Controlled Environments in Agriculture (CEA)

CEA has emerged in recent years to better define the high-tech approach to sustainably producing more plants indoors, to combat climate change and the growing shortage of green space. Much research has occurred around CEA to define the optimum condition required and the most efficient and cost-effective ways to implement CEA. Developing technologies are further enabling CEA to become even more sustainable and profitable.

CEA is essentially a branch of indoor farming and can be used to produce anything from fruits and vegetables like strawberries and peppers to bedding plants and flowers. Such crops are cultivated in a CEA by monitoring and controlling all variables associated with plant growth. This includes light exposure, temperature and humidity, CO2 levels and airflow.

Hydroponics, aeroponics, aquaponics, and soil cultivation are common cultivation methods within CEA. These methods are typically implemented within a greenhouse, or vertical farm format.

Benefits of CEA:

• Plants can be better protected from wildlife, pests, and disease. Meaning that growers can obtain higher productivity levels and higher-quality produce.
• Due to reduced risks from wildlife and insects, there is no need for excessive use of pesticides. Which is better for both the environment and crops.
• Within an indoor CEA, sensors can be utilised to monitor factors such as water levels. This increases control and makes optimum conditions easier to maintain. Other tools such as cameras, thermal imaging, hydrometers, and thermometers, can also be used to measure conditions. All data can be collected and adjusted using smartphone apps, enabling real-time and remote monitoring.
• With the increased levels of control and accuracy in monitoring, resources such as energy and water can be effectively applied with less wastage. This helps minimise running costs.
• Growing indoors means that farmers are not dependent on seasons, making all-year-round production possible.

## [WORK REQUEST 1]
Summarize the CEA passage in two sentences.
## [WORK REQUEST 2]
According to the CEA passage, which variables associated with plant growth are monitored and controlled?
## [WORK REQUEST 3]
Decide whether each statement agrees with the CEA passage, and support each answer by quoting the deciding words:
(a) CEA cultivation methods are typically implemented within a greenhouse or vertical farm format.
(b) CEA calls for heavier pesticide use than outdoor growing.
(c) CEA production depends on the seasons.

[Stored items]
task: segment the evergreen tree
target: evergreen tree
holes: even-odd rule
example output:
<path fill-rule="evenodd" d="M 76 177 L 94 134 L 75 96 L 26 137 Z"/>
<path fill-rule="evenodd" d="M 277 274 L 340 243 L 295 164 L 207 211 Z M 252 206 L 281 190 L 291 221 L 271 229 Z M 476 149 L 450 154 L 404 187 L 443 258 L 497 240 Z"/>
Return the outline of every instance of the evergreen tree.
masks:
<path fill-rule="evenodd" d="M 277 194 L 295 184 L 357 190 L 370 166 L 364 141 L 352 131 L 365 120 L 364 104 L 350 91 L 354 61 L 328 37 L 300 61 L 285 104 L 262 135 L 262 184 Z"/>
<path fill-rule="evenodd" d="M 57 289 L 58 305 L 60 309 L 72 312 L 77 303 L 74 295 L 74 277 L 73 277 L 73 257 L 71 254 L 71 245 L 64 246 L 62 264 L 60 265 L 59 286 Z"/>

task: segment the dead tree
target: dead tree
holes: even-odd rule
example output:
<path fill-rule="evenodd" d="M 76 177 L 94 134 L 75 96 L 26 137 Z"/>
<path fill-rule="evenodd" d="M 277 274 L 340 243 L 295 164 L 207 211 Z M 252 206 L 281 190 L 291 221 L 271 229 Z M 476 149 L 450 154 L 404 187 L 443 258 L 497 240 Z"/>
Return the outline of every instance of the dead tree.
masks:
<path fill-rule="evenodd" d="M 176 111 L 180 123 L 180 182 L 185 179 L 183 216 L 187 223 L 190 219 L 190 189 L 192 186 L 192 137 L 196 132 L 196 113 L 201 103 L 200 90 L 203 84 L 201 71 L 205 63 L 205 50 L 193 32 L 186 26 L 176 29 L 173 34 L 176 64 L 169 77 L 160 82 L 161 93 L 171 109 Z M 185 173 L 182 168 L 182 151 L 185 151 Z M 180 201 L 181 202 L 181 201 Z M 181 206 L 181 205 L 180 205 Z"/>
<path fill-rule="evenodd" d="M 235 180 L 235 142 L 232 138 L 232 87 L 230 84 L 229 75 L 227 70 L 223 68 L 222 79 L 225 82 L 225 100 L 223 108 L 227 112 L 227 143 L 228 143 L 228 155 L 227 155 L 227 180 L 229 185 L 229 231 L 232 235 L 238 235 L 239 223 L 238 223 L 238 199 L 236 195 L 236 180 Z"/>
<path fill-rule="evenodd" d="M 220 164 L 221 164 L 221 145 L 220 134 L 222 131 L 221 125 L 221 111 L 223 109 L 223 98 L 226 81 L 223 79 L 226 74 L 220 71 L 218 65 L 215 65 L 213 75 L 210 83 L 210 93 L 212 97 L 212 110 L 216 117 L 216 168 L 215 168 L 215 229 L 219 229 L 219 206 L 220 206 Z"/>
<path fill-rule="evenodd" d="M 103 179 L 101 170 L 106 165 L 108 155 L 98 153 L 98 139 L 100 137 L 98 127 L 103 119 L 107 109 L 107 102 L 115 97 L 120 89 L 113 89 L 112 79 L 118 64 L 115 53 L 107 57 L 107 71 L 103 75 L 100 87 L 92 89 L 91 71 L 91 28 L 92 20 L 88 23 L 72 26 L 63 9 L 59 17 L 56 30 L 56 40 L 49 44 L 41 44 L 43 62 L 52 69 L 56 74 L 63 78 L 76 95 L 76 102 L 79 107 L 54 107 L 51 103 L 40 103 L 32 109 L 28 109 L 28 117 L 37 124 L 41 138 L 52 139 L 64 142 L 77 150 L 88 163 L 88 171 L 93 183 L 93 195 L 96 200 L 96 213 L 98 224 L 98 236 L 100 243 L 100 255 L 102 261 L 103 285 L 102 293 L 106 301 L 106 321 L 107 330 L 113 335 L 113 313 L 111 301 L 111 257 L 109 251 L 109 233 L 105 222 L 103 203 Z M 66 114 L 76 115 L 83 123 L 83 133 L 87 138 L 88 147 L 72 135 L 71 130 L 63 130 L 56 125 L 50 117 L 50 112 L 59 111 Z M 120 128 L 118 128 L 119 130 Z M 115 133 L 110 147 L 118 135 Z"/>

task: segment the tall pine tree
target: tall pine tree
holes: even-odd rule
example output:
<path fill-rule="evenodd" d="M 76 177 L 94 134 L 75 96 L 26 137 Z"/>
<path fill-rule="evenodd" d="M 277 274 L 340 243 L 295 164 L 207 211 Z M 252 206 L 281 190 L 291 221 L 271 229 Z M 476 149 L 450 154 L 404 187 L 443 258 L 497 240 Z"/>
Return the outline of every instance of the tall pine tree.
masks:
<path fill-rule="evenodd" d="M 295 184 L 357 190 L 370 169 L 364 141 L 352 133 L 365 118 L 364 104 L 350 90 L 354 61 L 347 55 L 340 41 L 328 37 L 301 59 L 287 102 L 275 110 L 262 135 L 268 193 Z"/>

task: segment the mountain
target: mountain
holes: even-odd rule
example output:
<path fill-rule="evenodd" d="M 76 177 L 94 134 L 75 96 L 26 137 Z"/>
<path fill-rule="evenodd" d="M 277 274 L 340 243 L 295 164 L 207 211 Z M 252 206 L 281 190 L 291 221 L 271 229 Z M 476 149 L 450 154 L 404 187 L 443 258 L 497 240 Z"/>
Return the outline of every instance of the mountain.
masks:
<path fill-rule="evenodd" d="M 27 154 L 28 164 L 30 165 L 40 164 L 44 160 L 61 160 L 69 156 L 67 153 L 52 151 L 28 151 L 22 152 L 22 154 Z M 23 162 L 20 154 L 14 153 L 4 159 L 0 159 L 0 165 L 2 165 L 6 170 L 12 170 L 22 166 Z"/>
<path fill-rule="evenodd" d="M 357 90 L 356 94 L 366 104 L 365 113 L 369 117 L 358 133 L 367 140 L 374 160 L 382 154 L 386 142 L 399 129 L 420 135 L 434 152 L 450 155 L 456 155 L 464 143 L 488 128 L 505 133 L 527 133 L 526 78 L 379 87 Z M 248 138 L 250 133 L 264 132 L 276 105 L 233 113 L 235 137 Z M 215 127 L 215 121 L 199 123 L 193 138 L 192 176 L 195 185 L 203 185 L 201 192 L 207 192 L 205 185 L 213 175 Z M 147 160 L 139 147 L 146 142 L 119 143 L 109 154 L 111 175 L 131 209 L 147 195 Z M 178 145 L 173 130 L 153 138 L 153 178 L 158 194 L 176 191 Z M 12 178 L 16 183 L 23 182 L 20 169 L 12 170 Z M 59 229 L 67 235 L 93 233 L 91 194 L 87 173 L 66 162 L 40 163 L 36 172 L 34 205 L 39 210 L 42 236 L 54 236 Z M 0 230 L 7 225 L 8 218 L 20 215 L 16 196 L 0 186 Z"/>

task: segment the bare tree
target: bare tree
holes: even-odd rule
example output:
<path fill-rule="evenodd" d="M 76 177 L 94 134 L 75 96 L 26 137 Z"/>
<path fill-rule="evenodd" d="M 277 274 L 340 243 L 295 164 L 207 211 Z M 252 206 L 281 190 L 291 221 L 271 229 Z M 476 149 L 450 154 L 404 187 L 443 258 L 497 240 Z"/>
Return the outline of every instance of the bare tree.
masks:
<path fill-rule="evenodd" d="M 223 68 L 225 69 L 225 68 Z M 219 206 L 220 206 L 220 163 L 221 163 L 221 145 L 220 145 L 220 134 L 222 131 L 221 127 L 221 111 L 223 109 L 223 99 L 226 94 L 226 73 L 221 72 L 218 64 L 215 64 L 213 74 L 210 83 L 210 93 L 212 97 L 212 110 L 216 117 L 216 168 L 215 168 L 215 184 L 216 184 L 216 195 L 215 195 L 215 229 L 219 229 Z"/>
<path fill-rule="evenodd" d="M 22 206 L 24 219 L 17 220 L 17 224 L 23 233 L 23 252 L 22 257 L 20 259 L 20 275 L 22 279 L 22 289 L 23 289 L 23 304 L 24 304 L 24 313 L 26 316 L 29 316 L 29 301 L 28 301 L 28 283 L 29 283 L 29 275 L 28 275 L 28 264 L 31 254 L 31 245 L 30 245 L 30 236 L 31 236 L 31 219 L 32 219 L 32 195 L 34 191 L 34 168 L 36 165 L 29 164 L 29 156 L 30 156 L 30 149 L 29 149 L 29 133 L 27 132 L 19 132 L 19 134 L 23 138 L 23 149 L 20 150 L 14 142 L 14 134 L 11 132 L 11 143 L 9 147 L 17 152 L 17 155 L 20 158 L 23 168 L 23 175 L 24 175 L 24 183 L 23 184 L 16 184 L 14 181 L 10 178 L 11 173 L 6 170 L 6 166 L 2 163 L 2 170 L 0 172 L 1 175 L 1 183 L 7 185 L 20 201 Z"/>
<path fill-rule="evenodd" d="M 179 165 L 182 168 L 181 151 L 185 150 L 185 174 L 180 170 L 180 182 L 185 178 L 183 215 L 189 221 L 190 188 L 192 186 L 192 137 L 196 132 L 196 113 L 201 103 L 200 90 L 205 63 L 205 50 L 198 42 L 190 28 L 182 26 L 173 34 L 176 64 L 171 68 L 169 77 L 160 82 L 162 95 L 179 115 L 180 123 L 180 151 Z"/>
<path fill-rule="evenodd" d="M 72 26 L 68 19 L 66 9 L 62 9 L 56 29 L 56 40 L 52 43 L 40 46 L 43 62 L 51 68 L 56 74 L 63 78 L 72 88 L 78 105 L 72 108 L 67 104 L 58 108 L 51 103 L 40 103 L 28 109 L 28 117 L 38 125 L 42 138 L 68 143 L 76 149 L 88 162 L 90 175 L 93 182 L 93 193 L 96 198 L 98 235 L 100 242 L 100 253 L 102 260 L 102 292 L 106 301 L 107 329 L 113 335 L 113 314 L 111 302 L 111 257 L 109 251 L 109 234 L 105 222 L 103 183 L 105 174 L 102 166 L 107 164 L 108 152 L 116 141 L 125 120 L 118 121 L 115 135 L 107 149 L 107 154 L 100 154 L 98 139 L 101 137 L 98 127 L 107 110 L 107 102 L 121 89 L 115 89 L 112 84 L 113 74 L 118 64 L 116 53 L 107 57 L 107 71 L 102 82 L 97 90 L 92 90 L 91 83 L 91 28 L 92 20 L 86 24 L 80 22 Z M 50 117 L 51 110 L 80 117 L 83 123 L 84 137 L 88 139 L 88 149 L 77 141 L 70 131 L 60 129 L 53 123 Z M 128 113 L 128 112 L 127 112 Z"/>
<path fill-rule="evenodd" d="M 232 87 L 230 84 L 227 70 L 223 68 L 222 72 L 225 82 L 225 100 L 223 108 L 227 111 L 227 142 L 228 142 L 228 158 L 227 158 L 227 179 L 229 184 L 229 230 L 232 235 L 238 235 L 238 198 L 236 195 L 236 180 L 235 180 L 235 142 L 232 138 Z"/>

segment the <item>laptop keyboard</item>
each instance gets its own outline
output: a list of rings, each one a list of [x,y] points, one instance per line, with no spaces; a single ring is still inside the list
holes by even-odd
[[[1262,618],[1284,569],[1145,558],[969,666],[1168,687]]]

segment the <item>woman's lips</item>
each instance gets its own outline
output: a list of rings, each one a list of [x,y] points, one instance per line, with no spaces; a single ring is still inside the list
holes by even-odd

## [RESPONSE BOX 1]
CEA is a high-tech branch of indoor farming that grows crops such as fruits, vegetables, bedding plants and flowers by monitoring and controlling all variables associated with plant growth. It commonly uses hydroponics, aeroponics, aquaponics or soil cultivation in greenhouses or vertical farms, and it offers better protection from wildlife, pests and disease, less need for pesticides, easier control of conditions, less waste of energy and water, and year-round production.

## [RESPONSE BOX 2]
Light exposure, temperature and humidity, CO2 levels and airflow.

## [RESPONSE BOX 3]
(a) Yes: "These methods are typically implemented within a greenhouse, or vertical farm format."
(b) No: "there is no need for excessive use of pesticides."
(c) No: "Growing indoors means that farmers are not dependent on seasons, making all-year-round production possible."